-------- EXTRAIT À LIRE

Il y a un an et trois jours exactement, Barak Obama délogeait George W. Bush à la présidence des États-Unis. La télévision américaine n'a pas perdu de temps à s'ajuster. Portrait d'une industrie qui aime parler «du pouvoir, et de la manière dont on en use et dont on en abuse».

C'était le 25 septembre, sur le réseau NBC. La série Law & Order a amorcé sa 20e saison (égalisant ainsi le record de longévité de Gunsmoke avec Memo of the Dark Side. Un épisode où il est question des fameux mémos découverts récemment, dans lesquels ce qui se passait à Guantanamo Bay a été révélé. Un épisode qui demande si un membre du gouvernement américain - on parle de l'admistration Bush - peut être tenu personnellement responsable des actes de torture commis sur les prisonniers soupçonnés de terrorisme. Un épisode qui illustre aussi les obstacles posés par le nouveau gouvernement - on parle de l'administration Obama - et son hypocrisie en ce qui a trait à ce dossier brûlant.Les Républicains et les Démocrates pointés du doigt, donc, dans un épisode qui, dès le lendemain, a fait couler beaucoup d'encre. «Sur le site Internet du Républicain Ron Paul et sur le World Socialist Web Site, l'épisode a eu droit à des critiques positives - comme quoi, d'une certaine manière, les extrêmes se rejoignent! Mais, j'ai l'impression d'avoir choqué pas mal de personnes plus au centre. Beaucoup m'ont accusé de vouloir tuer Law & Order », lance Rene Balcer (1), qui a coécrit Memo of the Dark Side et pour qui les meilleurs épisodes de l'émission sont ceux «qui traitent du pouvoir, de la manière dont on en use et dont on en abuse».

Il en va ainsi dans la télé qu'il écrit, très branchée sur l'actualité - «Dans l'épisode diffusé le 5 novembre, soit le lendemain de l'élection présidentielle, quelqu'un demandait au procureur Jack McCoy s'il allait aller travailler pour Obama», rappelle-t-il - et, comme le prouve Memo of the Dark Side, très critique de ladite actualité.

En fait, selon Martin Winckler (2), la fiction télévisée américaine ne se limite pas à faire écho à l'actualité - elle la précède régulièrement: «C'est là qu'il a été question pour la première fois de divorce, de sida, d'avortement, de violence conjugale, de corruption politique. C'est là qu'on a commencé à pointer du doigt des juges corrompus, des médecin crapuleux.» C'est aussi là, souligne-t-il, que l'on a vu les premiers présidents américains de couleur.

----------------
-------- EXTRAIT DE DONNÉES

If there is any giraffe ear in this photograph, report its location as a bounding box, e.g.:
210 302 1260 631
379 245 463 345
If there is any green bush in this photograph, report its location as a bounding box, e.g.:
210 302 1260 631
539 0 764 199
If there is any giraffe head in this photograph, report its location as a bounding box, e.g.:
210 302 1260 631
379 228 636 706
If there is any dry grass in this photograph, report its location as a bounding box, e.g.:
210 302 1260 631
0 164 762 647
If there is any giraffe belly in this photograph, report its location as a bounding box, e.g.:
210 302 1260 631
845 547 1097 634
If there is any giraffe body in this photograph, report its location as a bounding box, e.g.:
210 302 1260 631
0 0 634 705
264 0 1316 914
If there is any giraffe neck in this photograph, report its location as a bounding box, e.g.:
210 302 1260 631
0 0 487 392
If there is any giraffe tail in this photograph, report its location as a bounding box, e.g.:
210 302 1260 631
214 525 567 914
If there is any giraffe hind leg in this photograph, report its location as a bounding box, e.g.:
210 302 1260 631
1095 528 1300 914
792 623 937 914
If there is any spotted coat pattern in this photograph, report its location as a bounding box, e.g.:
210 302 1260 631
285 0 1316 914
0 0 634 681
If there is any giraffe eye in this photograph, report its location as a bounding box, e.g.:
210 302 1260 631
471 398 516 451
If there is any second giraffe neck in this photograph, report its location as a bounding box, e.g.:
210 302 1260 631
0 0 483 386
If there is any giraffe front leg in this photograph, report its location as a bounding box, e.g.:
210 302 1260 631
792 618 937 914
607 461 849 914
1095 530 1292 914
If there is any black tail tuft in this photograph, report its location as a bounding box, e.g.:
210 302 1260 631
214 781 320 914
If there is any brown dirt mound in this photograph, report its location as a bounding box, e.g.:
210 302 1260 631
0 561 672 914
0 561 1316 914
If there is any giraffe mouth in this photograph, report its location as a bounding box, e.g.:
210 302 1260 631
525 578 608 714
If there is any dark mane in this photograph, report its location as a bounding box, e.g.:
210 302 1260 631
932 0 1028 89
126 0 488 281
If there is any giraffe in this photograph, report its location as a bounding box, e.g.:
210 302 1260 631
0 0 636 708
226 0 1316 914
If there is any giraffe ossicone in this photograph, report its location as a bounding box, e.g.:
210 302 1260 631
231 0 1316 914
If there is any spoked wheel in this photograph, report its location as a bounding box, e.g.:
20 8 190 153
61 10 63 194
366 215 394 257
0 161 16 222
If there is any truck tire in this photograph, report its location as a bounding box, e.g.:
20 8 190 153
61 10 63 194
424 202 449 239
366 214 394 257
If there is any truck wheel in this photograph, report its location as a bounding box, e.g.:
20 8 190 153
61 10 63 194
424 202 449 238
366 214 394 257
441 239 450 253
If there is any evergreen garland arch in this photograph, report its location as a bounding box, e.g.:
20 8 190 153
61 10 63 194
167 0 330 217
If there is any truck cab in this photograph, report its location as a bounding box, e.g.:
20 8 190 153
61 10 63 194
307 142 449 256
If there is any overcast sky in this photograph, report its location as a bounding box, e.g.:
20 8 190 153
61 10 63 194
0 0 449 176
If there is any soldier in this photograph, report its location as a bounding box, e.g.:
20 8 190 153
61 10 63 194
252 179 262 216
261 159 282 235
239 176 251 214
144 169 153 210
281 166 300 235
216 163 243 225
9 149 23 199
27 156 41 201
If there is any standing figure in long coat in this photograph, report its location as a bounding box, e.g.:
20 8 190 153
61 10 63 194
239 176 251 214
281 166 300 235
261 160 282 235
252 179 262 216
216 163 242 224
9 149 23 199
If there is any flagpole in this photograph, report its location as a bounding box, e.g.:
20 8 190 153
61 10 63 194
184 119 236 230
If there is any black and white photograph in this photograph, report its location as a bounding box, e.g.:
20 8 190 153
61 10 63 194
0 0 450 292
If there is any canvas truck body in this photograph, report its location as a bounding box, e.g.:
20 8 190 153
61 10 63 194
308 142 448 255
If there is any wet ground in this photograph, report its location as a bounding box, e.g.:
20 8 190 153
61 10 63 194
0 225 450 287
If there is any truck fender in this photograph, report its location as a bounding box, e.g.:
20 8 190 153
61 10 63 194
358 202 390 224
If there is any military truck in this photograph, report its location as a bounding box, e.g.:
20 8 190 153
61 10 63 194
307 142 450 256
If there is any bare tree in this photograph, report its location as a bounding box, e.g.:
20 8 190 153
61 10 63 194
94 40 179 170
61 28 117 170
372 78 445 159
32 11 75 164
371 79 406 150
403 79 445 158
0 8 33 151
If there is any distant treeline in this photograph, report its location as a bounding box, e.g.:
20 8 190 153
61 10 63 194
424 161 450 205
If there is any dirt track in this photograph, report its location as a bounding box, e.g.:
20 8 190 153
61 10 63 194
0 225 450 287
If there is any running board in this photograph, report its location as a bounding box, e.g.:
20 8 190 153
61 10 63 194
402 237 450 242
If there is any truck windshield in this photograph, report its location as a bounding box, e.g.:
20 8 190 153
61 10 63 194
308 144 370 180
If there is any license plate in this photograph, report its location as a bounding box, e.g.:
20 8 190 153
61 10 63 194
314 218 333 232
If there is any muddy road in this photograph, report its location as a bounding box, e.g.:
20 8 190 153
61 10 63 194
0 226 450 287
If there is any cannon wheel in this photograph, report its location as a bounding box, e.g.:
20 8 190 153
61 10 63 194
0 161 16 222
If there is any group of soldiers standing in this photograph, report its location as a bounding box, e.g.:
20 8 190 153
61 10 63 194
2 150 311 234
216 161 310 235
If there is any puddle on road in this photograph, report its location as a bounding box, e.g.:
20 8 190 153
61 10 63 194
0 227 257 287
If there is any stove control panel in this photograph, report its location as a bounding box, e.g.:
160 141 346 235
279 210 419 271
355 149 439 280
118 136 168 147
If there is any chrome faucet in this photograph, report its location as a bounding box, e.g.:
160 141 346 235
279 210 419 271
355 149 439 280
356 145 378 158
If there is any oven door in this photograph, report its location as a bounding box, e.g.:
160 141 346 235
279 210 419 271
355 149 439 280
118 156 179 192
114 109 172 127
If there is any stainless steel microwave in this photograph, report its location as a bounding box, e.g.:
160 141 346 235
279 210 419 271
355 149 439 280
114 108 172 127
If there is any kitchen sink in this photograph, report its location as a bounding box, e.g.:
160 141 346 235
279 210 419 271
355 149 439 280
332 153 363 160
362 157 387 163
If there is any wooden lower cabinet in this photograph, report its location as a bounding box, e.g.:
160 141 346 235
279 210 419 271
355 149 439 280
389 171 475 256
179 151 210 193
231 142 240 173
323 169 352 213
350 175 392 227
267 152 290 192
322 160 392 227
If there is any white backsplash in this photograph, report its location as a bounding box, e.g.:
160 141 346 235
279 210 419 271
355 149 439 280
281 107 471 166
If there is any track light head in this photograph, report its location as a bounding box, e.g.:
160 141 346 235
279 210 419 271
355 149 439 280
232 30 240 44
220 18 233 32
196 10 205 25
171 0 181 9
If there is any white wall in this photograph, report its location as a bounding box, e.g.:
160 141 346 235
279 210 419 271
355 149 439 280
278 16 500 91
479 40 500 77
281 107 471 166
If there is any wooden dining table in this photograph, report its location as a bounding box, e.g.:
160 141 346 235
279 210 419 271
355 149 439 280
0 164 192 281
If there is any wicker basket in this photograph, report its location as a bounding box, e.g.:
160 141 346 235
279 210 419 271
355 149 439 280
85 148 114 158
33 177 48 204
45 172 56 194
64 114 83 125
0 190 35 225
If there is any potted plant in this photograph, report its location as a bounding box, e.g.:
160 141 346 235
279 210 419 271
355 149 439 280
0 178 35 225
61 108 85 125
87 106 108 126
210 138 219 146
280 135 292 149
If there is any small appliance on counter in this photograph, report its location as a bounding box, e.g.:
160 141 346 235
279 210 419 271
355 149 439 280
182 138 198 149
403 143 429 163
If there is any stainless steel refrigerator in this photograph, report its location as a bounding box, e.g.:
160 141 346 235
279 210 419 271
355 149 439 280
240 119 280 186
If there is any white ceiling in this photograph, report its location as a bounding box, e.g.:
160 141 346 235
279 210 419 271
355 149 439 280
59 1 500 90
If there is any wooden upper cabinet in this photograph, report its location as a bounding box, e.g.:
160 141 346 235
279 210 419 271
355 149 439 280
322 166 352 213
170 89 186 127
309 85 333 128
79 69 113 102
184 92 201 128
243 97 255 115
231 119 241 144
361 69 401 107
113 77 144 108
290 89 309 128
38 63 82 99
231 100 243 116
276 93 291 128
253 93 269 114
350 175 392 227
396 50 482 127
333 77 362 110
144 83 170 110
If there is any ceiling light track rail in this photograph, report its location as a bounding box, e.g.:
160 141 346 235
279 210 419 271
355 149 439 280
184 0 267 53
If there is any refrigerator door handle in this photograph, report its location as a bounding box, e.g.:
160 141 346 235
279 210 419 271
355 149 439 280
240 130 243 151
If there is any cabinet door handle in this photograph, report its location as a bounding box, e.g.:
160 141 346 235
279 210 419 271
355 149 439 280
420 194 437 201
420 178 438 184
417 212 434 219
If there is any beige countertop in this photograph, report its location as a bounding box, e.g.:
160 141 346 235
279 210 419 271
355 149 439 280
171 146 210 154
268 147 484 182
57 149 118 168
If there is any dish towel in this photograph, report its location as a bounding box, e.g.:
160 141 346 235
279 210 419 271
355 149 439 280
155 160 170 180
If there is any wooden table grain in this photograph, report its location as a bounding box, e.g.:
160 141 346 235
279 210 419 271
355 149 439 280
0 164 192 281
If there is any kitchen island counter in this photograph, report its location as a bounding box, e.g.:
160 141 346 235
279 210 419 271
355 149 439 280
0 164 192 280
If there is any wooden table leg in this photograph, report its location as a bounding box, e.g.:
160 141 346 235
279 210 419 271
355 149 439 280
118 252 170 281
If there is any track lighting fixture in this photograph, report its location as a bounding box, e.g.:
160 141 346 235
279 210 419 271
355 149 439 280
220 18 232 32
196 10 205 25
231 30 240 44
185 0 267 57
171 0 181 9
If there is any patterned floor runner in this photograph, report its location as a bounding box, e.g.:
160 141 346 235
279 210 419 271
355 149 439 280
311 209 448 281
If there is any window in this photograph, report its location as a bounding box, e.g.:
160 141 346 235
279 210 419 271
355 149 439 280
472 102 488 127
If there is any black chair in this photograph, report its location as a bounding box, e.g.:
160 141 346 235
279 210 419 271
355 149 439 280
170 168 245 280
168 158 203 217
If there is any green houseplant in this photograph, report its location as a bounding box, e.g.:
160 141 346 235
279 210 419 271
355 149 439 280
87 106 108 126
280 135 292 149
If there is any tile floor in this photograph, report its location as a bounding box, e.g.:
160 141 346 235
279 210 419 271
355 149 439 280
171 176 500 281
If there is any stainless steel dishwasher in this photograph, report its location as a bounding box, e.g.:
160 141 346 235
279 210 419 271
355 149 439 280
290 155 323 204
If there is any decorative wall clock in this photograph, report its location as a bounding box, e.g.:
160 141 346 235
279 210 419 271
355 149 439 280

----------------

**TRAVAIL À FAIRE:**
[A] D'après l'extrait à lire, sur quel réseau la série Law & Order a-t-elle amorcé sa 20e saison le 25 septembre ?
[B] Recopiez fidèlement le passage de l'extrait à lire qui commence à «Il en va ainsi» et se termine à «américains de couleur.».

**RÉPONSES ATTENDUES:**
[A] Sur le réseau NBC.

[B]
Il en va ainsi dans la télé qu'il écrit, très branchée sur l'actualité - «Dans l'épisode diffusé le 5 novembre, soit le lendemain de l'élection présidentielle, quelqu'un demandait au procureur Jack McCoy s'il allait aller travailler pour Obama», rappelle-t-il - et, comme le prouve Memo of the Dark Side, très critique de ladite actualité.

En fait, selon Martin Winckler (2), la fiction télévisée américaine ne se limite pas à faire écho à l'actualité - elle la précède régulièrement: «C'est là qu'il a été question pour la première fois de divorce, de sida, d'avortement, de violence conjugale, de corruption politique. C'est là qu'on a commencé à pointer du doigt des juges corrompus, des médecin crapuleux.» C'est aussi là, souligne-t-il, que l'on a vu les premiers présidents américains de couleur.